What is required:
Scale everything from the line containing "Exercise. Put one marker on every instance of the man's smiling" down to the end of the listing, repeating every line including the requests, and multiply each x and y coordinate in the answers by 1.6, rounding to whole numbers with halves going up. Leave the pictures out.

..........

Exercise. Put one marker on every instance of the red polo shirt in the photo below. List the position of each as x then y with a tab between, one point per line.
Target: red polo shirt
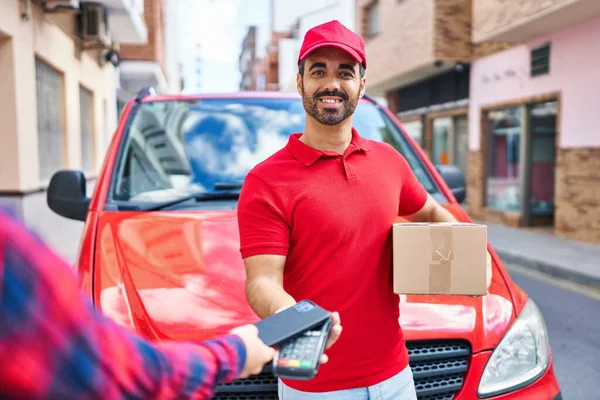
332	215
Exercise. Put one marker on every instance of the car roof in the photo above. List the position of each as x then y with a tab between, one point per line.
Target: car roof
251	94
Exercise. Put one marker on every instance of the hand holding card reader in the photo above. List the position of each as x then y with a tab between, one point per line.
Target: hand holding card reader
300	332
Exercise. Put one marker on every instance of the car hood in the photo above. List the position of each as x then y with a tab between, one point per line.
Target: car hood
179	275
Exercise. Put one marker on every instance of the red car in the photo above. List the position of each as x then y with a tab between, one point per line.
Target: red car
160	246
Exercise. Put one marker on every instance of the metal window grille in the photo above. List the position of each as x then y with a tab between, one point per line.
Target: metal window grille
87	138
49	90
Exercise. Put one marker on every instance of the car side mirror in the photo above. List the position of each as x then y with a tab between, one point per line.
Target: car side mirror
455	179
66	194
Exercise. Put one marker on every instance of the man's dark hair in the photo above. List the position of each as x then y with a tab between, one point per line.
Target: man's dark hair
361	68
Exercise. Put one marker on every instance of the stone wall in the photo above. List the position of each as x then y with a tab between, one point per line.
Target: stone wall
578	194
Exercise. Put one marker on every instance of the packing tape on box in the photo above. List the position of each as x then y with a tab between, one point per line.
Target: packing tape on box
442	254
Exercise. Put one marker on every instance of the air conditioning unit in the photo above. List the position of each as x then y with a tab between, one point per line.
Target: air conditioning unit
59	5
93	23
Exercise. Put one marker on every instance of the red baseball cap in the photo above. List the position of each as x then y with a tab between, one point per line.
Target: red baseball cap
334	34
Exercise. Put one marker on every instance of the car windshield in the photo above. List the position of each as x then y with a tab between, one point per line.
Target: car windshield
179	148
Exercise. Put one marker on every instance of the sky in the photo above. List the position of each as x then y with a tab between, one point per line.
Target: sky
218	27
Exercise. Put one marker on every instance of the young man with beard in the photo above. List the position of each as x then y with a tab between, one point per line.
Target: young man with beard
315	223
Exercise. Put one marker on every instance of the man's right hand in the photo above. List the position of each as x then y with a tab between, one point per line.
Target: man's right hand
334	334
257	353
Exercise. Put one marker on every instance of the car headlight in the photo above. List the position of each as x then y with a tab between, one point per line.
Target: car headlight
521	357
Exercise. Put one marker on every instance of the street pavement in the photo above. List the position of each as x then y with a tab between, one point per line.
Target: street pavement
572	315
570	260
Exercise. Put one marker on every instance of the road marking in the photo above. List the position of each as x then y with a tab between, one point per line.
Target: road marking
561	283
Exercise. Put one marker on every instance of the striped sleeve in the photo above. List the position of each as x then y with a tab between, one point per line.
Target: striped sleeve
54	344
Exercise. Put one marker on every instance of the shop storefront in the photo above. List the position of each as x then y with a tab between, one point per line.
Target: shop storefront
533	140
520	160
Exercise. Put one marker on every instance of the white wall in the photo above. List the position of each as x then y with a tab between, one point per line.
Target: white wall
287	12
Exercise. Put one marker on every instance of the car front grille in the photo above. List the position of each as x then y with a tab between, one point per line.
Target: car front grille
438	367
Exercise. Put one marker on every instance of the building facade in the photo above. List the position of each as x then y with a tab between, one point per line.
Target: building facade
422	68
534	147
248	60
58	101
508	93
145	64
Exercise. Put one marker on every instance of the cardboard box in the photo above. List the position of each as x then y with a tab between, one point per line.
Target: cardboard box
440	258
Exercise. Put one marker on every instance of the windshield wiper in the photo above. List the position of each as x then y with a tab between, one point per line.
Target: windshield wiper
199	196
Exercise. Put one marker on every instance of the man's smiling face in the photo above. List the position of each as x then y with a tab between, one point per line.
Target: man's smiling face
330	85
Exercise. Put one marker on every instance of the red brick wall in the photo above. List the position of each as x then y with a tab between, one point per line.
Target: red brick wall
154	50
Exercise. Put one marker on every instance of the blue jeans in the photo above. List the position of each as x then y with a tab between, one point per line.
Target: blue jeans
398	387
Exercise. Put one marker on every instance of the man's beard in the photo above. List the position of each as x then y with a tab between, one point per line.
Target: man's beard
329	116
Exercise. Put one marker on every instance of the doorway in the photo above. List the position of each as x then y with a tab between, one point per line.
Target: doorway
520	160
450	141
540	164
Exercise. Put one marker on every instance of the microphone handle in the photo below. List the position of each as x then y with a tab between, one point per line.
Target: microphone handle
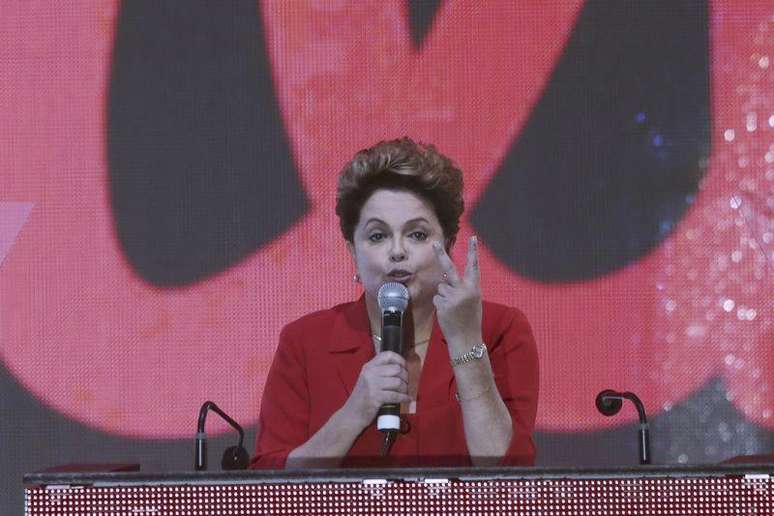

..........

Written solution:
Exercise. Put one marker on every instance of the man's smiling face in the photo above. List the position of each as x then y with a tab between, one point per line.
Target: man's smiling face
528	136
Exercise. Put one marker on every instance of the red brick wall in the photo above. List the position of each as x then y with a tab between, one point per line.
Target: red brick wall
246	80
Exercise. Put one marker on every instance of the blue jeans in the photo above. List the position of each as x then y with a tab between, one point per line.
Target: blue jeans
637	619
Exercise. Put one marker on every instance of the man's beard in the photo above. List the position of each as x then y with a tab between, one point per line.
Target: man's beard
526	186
Exercise. Put one marker on every instance of the doorway in the photo above. List the position of each as x then y with a tab between, one point per line.
Target: doorway
832	256
720	226
864	262
Exercise. Put one marker on every instance of the microphone handle in the photo below. List the position of each as x then y with a tab between, one point per line.
Target: microphone handle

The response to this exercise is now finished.